• **The task**:
Copy the lines below word for word, starting with the line that contains "Task: kindly identify the bee hind" and continuing through the last line of the records.
--- start Given data ---
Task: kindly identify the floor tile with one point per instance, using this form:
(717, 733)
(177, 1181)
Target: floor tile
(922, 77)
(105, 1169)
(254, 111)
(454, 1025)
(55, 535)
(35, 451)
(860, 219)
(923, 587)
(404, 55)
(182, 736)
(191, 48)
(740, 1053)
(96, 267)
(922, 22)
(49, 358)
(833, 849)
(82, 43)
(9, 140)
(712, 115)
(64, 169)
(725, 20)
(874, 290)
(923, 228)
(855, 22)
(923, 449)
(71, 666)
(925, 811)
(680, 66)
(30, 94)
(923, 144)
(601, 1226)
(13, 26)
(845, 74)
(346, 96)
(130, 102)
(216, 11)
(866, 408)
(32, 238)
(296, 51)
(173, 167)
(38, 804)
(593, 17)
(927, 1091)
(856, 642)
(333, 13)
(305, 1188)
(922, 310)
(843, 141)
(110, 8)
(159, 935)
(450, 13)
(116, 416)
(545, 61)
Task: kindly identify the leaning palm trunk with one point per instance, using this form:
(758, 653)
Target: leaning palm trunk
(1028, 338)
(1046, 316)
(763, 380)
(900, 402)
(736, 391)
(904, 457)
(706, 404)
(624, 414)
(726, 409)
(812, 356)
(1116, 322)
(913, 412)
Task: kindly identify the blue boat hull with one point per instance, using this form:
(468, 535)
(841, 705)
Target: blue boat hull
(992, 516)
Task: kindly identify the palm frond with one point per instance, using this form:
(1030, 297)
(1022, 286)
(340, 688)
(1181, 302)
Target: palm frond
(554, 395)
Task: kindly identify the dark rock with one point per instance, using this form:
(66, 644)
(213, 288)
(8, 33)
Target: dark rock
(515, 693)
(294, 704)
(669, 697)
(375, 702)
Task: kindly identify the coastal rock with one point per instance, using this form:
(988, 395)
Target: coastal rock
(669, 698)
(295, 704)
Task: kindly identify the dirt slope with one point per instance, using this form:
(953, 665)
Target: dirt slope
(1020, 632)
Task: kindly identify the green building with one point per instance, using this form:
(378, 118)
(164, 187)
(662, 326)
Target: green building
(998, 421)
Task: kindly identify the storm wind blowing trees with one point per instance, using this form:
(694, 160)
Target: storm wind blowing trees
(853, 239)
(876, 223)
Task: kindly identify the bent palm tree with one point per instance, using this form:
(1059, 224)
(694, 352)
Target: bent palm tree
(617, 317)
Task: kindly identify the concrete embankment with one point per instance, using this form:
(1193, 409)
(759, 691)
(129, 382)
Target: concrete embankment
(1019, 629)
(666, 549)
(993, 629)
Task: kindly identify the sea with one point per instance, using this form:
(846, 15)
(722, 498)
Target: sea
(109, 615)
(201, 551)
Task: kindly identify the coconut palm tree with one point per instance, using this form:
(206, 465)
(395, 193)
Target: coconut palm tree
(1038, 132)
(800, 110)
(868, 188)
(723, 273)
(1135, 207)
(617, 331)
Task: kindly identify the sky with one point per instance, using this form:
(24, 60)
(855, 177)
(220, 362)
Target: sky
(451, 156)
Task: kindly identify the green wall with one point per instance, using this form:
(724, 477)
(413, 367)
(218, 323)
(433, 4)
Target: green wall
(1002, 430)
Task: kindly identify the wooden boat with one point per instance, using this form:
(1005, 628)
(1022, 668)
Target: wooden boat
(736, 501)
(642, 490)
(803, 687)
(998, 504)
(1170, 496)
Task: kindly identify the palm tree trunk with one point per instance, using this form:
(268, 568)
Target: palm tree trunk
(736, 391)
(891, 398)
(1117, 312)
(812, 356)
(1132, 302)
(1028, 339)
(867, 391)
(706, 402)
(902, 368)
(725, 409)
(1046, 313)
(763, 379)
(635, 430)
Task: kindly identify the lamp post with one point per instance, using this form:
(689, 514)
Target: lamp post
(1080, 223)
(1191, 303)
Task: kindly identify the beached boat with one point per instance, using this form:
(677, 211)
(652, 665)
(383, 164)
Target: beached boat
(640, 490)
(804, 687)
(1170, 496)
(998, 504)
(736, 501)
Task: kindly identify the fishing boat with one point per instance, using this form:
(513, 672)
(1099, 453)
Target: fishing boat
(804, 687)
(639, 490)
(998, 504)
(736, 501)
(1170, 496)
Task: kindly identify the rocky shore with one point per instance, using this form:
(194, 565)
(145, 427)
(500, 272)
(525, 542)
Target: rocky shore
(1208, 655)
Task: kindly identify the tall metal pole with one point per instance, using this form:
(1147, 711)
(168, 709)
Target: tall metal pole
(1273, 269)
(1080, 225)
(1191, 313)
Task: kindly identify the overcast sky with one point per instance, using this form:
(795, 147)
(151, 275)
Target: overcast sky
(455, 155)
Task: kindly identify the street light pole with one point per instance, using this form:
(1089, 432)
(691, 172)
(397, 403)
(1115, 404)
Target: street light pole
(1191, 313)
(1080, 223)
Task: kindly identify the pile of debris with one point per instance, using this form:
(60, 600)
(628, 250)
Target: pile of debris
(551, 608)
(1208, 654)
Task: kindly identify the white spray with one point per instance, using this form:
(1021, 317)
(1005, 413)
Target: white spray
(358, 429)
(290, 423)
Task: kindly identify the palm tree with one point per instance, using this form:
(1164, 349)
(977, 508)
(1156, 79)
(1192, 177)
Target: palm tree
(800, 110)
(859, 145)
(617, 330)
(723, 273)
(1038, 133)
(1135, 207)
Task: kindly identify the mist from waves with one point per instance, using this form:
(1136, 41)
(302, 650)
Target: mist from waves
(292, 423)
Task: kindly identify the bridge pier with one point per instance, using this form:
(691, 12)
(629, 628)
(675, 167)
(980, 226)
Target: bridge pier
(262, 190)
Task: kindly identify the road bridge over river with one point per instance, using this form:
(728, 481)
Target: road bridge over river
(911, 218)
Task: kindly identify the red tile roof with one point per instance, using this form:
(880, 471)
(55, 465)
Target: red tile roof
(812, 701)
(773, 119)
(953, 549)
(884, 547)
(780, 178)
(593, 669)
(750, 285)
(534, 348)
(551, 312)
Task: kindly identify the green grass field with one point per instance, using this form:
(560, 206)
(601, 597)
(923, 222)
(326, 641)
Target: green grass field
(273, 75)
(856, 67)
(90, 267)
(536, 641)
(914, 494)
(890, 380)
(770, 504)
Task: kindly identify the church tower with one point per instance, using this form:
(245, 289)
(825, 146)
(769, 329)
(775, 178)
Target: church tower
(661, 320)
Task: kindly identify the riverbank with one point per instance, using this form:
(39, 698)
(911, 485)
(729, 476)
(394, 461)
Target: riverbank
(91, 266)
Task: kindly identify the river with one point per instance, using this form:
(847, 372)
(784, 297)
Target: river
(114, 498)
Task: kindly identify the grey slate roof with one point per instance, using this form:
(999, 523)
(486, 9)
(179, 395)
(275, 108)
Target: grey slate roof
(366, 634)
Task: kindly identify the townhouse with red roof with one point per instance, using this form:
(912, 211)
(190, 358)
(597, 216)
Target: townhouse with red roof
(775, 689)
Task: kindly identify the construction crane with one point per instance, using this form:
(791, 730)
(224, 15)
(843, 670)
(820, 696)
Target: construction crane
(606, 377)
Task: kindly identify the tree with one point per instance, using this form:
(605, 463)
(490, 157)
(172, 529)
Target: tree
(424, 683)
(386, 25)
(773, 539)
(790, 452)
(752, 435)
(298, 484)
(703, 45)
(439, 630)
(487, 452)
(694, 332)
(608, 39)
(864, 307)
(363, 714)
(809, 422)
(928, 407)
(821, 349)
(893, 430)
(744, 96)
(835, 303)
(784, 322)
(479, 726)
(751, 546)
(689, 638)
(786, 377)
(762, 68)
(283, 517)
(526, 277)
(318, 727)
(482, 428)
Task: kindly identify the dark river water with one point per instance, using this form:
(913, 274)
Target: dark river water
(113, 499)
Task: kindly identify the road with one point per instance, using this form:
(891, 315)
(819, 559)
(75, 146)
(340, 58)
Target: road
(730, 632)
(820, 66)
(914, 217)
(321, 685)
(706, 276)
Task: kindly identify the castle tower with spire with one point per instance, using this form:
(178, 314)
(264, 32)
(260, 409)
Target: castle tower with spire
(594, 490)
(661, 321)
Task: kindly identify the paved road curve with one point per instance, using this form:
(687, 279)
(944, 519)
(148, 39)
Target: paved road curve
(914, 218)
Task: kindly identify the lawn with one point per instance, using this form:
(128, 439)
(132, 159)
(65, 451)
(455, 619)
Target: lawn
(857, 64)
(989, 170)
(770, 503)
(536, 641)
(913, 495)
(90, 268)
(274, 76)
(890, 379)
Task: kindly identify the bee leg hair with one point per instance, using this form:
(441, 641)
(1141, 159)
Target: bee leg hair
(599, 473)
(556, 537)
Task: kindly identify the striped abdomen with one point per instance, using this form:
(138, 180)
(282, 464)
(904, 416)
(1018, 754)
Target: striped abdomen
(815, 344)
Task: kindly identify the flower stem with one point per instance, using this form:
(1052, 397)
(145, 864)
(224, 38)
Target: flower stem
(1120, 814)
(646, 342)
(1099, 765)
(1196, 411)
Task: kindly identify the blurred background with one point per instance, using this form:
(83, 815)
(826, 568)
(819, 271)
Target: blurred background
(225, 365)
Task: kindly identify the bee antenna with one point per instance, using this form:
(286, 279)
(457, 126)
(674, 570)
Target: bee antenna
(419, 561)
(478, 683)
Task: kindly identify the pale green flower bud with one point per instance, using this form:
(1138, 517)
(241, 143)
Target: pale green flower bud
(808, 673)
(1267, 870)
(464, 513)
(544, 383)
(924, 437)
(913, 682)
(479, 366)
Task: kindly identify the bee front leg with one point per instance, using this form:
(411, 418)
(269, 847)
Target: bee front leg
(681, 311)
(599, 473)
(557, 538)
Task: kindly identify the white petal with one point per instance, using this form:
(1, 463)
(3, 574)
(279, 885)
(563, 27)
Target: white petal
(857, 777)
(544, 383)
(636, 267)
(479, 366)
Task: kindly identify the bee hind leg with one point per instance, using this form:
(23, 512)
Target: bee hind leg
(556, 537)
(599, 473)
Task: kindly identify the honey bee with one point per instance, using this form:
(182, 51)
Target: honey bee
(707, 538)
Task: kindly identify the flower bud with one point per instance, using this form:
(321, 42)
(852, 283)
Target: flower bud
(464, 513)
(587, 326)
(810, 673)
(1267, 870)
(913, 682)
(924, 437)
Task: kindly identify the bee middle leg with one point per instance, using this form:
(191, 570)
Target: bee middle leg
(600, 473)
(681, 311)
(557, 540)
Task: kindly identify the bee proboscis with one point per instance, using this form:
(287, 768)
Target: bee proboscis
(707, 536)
--- end Given data ---
• **Written solution**:
Task: kindly identify the bee hind leg with one point per instance, using this form:
(23, 512)
Target: bee hind leg
(556, 537)
(599, 473)
Task: kindly identify the honey bee with one point per instance, using this form:
(182, 51)
Target: honey bee
(707, 538)
Task: kindly identify the flower bud with one point per instance, using this form:
(321, 42)
(852, 283)
Target: flower bud
(464, 513)
(587, 326)
(810, 673)
(1267, 870)
(913, 682)
(924, 437)
Task: kindly identify the bee middle leg with one point per instance, using this form:
(191, 570)
Target: bee middle leg
(600, 473)
(681, 311)
(557, 540)
Task: kindly identify the bee proboscis with one point per instance, using this form:
(287, 768)
Target: bee proboscis
(707, 536)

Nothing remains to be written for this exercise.